En cas d'infraction à cette disposition, le conseil général sera suspendu par le préfet, en attendant que le roi ait statué. »

M. le Président. M. le comte Desroys propose d'ajouter à cet article un paragraphe ainsi conçu :

Il sera tenu un procès-verbal de chacune des séances du conseil, et ce procès-verbal sera lu et adopté au commencement de chaque séance. >>

La place naturelle de cet article additionnel était à l'article 13. La Chambre peut y revenir. Cet amendement n'a aucun inconvénient.

M. le baron de Barante, rapporteur. La commission n'en avait pas senti la nécessité, parce qu'elle n'avait pas pensé qu'il fût possible qu'un conseil général ne rédigeât pas ses déliberations. Voici l'objection de M. Desroys: il arrive que, dans plusieurs conseils généraux, on ne rédige le procès-verbal des délibérations qu'à la fin de la session, et puis on le signe pour ainsi dire en masse. M. le comte Desroys pense

que cette délibération serait plus soignée si elle était faite dans l'intervalle d'une séance à l'autre, et si, au commencement de chaque séance, on lisait le procès-verbal de celle qui précède. La commission ne croit pas devoir s'opposer à l'adoption de cet amendement.

M. le Président. La Chambre n'est plus en nombre.

(La séance est levée à cinq heures passées.)

CHAMBRE DES DÉPUTÉS.

PRÉSIDENCE DE M. DUPIN.

Séance du lundi 20 mai 1833.

Extraits de données:
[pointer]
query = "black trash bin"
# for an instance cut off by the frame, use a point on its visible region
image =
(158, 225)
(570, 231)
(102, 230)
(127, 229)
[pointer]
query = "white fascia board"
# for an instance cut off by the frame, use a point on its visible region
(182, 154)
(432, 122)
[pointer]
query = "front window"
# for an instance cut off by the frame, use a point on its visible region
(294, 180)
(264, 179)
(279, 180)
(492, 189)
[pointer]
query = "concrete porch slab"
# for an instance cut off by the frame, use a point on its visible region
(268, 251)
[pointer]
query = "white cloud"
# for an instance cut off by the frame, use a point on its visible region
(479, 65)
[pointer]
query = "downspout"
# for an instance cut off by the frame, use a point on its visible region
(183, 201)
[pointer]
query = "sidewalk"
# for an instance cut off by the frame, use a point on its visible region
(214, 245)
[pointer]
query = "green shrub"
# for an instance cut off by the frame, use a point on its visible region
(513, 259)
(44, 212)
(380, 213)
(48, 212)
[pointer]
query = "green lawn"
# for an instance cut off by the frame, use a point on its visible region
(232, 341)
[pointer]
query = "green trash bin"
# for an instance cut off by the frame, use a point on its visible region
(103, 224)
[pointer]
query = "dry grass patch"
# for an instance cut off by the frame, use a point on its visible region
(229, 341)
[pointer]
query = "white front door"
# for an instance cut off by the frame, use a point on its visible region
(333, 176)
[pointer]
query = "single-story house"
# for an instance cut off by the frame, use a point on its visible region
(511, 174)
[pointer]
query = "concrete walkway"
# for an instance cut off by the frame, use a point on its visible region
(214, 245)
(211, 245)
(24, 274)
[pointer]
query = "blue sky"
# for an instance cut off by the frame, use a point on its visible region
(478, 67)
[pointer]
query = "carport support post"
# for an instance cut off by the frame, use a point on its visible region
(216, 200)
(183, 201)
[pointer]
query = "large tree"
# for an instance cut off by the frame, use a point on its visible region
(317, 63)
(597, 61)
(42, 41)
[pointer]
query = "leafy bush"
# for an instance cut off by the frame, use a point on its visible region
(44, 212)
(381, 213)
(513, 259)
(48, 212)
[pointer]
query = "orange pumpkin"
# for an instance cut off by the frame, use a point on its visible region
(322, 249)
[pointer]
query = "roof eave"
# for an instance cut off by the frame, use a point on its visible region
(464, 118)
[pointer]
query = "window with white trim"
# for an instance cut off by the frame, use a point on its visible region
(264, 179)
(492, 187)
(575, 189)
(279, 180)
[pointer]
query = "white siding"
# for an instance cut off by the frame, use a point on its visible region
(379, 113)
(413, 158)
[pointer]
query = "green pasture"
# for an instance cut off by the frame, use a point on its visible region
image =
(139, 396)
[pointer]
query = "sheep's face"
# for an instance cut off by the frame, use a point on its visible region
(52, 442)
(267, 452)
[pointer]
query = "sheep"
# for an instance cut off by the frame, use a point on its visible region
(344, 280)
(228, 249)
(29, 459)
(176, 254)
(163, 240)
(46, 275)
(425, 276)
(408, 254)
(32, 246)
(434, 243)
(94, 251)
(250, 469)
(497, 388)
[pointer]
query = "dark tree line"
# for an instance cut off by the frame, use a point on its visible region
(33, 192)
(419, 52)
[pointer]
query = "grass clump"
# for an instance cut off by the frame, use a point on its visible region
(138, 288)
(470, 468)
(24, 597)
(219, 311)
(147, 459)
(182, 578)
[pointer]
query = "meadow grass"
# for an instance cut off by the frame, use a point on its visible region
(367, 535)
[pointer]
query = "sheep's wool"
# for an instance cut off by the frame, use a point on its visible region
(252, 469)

Consigne:
Recopiez intégralement le compte rendu des débats parlementaires ci-dessus, sans y changer quoi que ce soit.

Réponse:
En cas d'infraction à cette disposition, le conseil général sera suspendu par le préfet, en attendant que le roi ait statué. »

M. le Président. M. le comte Desroys propose d'ajouter à cet article un paragraphe ainsi conçu :

Il sera tenu un procès-verbal de chacune des séances du conseil, et ce procès-verbal sera lu et adopté au commencement de chaque séance. >>

La place naturelle de cet article additionnel était à l'article 13. La Chambre peut y revenir. Cet amendement n'a aucun inconvénient.

M. le baron de Barante, rapporteur. La commission n'en avait pas senti la nécessité, parce qu'elle n'avait pas pensé qu'il fût possible qu'un conseil général ne rédigeât pas ses déliberations. Voici l'objection de M. Desroys: il arrive que, dans plusieurs conseils généraux, on ne rédige le procès-verbal des délibérations qu'à la fin de la session, et puis on le signe pour ainsi dire en masse. M. le comte Desroys pense

que cette délibération serait plus soignée si elle était faite dans l'intervalle d'une séance à l'autre, et si, au commencement de chaque séance, on lisait le procès-verbal de celle qui précède. La commission ne croit pas devoir s'opposer à l'adoption de cet amendement.

M. le Président. La Chambre n'est plus en nombre.

(La séance est levée à cinq heures passées.)

CHAMBRE DES DÉPUTÉS.

PRÉSIDENCE DE M. DUPIN.

Séance du lundi 20 mai 1833.